-- Start RAW DATA --

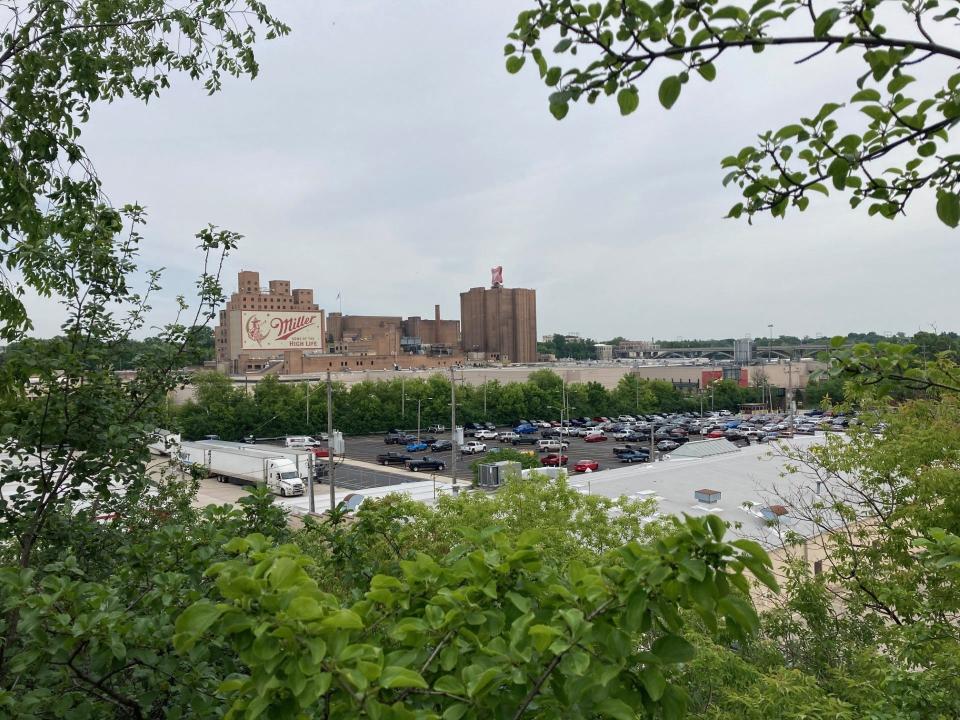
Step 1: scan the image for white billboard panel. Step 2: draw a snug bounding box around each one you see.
[240,310,323,351]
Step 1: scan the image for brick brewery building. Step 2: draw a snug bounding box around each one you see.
[214,268,536,375]
[213,270,326,374]
[460,267,537,363]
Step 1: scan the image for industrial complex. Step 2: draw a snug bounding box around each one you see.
[214,267,537,375]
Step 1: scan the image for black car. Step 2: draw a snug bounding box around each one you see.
[407,455,446,472]
[377,451,413,465]
[613,445,650,457]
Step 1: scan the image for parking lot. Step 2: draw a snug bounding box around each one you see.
[337,428,680,487]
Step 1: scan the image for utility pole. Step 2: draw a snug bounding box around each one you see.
[450,365,457,495]
[327,370,337,513]
[767,323,773,412]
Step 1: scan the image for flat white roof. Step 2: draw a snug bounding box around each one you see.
[570,436,822,547]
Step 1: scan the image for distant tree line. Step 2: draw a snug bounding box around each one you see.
[0,326,216,370]
[169,370,772,440]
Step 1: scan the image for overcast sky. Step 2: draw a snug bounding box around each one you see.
[26,0,960,339]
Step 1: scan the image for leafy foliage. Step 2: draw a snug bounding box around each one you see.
[174,517,774,718]
[504,0,960,222]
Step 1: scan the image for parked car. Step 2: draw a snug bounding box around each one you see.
[377,450,413,465]
[407,455,446,472]
[460,440,487,455]
[537,440,570,452]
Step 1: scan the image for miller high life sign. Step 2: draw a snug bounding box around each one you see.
[240,310,323,350]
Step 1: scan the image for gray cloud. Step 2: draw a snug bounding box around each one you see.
[20,0,960,338]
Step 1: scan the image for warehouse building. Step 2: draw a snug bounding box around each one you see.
[460,267,537,363]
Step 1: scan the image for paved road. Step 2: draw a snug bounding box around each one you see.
[337,428,684,485]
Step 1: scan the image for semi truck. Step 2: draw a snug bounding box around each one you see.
[179,442,304,497]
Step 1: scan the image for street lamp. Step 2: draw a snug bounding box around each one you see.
[417,397,433,442]
[767,323,773,412]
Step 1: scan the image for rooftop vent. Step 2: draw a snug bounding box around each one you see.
[693,488,720,503]
[760,505,790,522]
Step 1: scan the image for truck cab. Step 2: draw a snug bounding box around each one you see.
[267,459,303,497]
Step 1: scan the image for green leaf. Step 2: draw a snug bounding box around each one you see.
[717,595,757,632]
[813,8,840,37]
[287,595,324,620]
[175,600,227,635]
[320,610,363,630]
[774,125,805,140]
[640,666,667,702]
[660,685,688,720]
[651,635,696,663]
[937,190,960,227]
[887,74,916,93]
[850,88,880,102]
[467,668,500,697]
[617,86,640,115]
[507,55,527,75]
[658,75,683,110]
[550,100,570,120]
[596,698,637,720]
[380,665,429,690]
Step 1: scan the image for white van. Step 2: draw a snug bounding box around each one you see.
[283,435,321,448]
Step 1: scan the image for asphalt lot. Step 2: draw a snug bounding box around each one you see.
[337,428,676,487]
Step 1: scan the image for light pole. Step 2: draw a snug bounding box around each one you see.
[767,323,773,412]
[417,398,433,442]
[450,365,460,495]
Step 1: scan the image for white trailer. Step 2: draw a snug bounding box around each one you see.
[147,428,180,455]
[186,440,329,483]
[179,442,304,497]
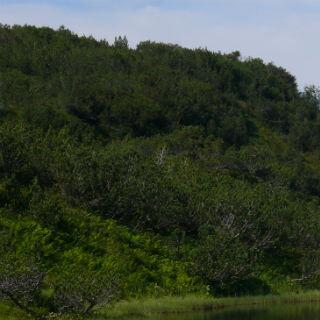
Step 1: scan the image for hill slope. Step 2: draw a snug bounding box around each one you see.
[0,26,320,313]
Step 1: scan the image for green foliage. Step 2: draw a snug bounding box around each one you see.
[0,26,320,314]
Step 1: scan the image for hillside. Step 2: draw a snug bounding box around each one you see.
[0,25,320,314]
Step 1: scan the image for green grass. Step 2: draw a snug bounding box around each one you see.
[0,291,320,320]
[0,302,28,320]
[97,291,320,318]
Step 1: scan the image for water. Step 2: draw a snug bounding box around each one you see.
[155,303,320,320]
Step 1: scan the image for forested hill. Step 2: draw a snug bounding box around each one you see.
[0,25,320,313]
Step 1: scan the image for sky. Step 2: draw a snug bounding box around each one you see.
[0,0,320,89]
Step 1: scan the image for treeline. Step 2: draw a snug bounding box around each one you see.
[0,25,320,316]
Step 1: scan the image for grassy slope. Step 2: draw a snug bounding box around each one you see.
[97,291,320,318]
[0,291,320,320]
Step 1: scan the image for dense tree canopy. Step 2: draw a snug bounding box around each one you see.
[0,25,320,314]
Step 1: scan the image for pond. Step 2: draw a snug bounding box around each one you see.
[153,303,320,320]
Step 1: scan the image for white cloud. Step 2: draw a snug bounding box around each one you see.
[0,0,320,86]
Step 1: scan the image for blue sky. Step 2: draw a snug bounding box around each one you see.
[0,0,320,88]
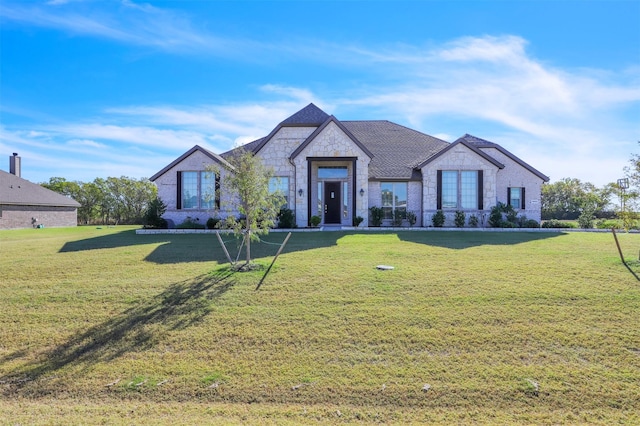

-- End RAW DATA --

Reproduce all of the material above word for word, omitting the pictures.

Step 1: scan the image for white billboard panel. Step 2: draw a snug bounding box around each one you see.
[240,310,323,351]
Step 1: scan the image for brick brewery building. Step 2: draw a snug bounding box around each one you see.
[214,268,536,375]
[213,270,326,374]
[460,267,537,363]
Step 1: scan the image for industrial complex. Step 2: draw a snug bounding box around each one you see.
[214,267,537,375]
Step 1: scan the image for black car. Step 2: draw a snug bounding box around each one you see.
[407,455,446,472]
[377,451,413,465]
[613,445,650,457]
Step 1: scan the image for parking lot. Step 2: draw a snug bounding box around each one you see.
[337,428,680,487]
Step 1: scan the image for utility pole. Step 2: draw a snug bounding box around each one you see.
[450,365,457,495]
[327,370,337,513]
[767,323,773,412]
Step 1: scan the image for flat white roof. Step 2: draw a snug bounding box around each one you see.
[570,436,822,547]
Step 1: scan the image for distant tree line. Step 2: draw a snug bounding box around each one you see.
[0,326,216,370]
[169,370,772,440]
Step 1: scan the image for overcast sky. Step 2: draw a snug bounding box around each one you see.
[26,0,960,339]
Step 1: scan the image for leafy foliage. Step 2: draw a snug bounding box around each one you see.
[174,517,774,718]
[504,0,960,222]
Step 1: scan the image for parked car. Step 2: draw a snug bounding box around each one you see.
[377,450,413,465]
[407,455,446,472]
[460,440,487,455]
[537,440,570,452]
Step 1: scan the image for miller high life sign. Step 2: draw a snug bounding box around each one you see.
[240,310,323,350]
Step 1: scan the image for gray cloud. Step 2: draw a snug bounding box around each one you see.
[20,0,960,338]
Step 1: scan the image for warehouse building. Step 2: draw a snug bounding box around each one you see.
[460,267,537,363]
Step 1: scan the image for paved road. Step 2: draw a snug bounding box around each one you see.
[337,428,684,485]
Step 1: scan the image for semi truck. Step 2: draw a snug bounding box around each one you see.
[179,442,304,497]
Step 1: scan the image for street lamp. Step 2: draw a snug bounding box around each one you see.
[417,397,433,442]
[767,323,773,412]
Step 1: scan the image for rooftop vent. Step 2: draw a snug bounding box around each one you see.
[693,488,720,503]
[760,505,790,522]
Step 1: scan the image for truck cab. Step 2: draw a snug bounding box around each one you see.
[267,459,303,497]
Step 1: scan the image for green leaf. Step 2: draw a snug bounding box around each one you see.
[717,595,757,632]
[813,8,840,37]
[287,595,324,620]
[175,600,227,635]
[320,610,363,630]
[774,125,805,140]
[640,666,667,702]
[660,685,688,720]
[651,635,696,663]
[937,190,960,227]
[887,74,916,93]
[850,88,880,102]
[467,668,500,697]
[617,86,640,115]
[507,55,527,75]
[658,75,683,110]
[550,100,570,120]
[596,698,637,720]
[380,665,429,690]
Step 1: scan the image for white van. Step 2: draw a snug bounding box around each one you see.
[283,435,321,448]
Step 1: scan the image for asphalt lot. Step 2: draw a snug bounding box around each one you see.
[337,428,676,487]
Step 1: scan the image for light pole. Step 2: draw a snug bounding box around each one you see.
[767,323,773,412]
[417,398,433,442]
[450,365,460,495]
Step 1: scan the image for white trailer. Step 2: draw a snug bounding box around each one you see.
[147,428,180,455]
[186,440,329,483]
[179,442,304,497]
Step 1: scan the image for hill slope. Step 2: draw a snug bounding box around each one you see.
[0,26,320,313]
Step 1: scan the image for green foliage. Step 2: draw a snug bounding box around each one you see.
[0,26,320,314]
Step 1: scan the image for hillside. Step 2: draw a snug bounding box around each one you see.
[0,25,320,314]
Step 1: scan the image for green grass. Step 2: draw a snug bounding box around each one you see.
[0,291,320,320]
[0,302,28,320]
[97,291,320,318]
Step 1: scan the image for water. Step 2: draw a snug bounding box around each one you see.
[155,303,320,320]
Step 1: scan the image for forested hill. Step 2: draw a snug bounding box around each one you see.
[0,25,320,313]
Step 1: scan the image for sky. Step 2: draw a snug bounding box around each one you see.
[0,0,320,89]
Step 1: scan the image for treeline. Step 2: draw a snug bounding box around each one you see.
[0,25,320,316]
Step 1: scan the image for grassy slope. Step 2: draw a snug bounding box around each one you see.
[97,291,320,318]
[0,291,320,320]
Step 1: scan the image for dense tree canopy. Step 2: draw a snug bounding box around each one you see.
[0,25,320,314]
Step 1: scan the image for pond. Step 2: draw a snug bounding box around each one you see.
[153,303,320,320]
Step 1: scan the image for white cloud. Step 2: draw a snug bounding box around each one you see.
[0,0,320,86]
Step 1: scan the image for blue sky. Step 2: draw a snug bounding box around each one you see.
[0,0,320,88]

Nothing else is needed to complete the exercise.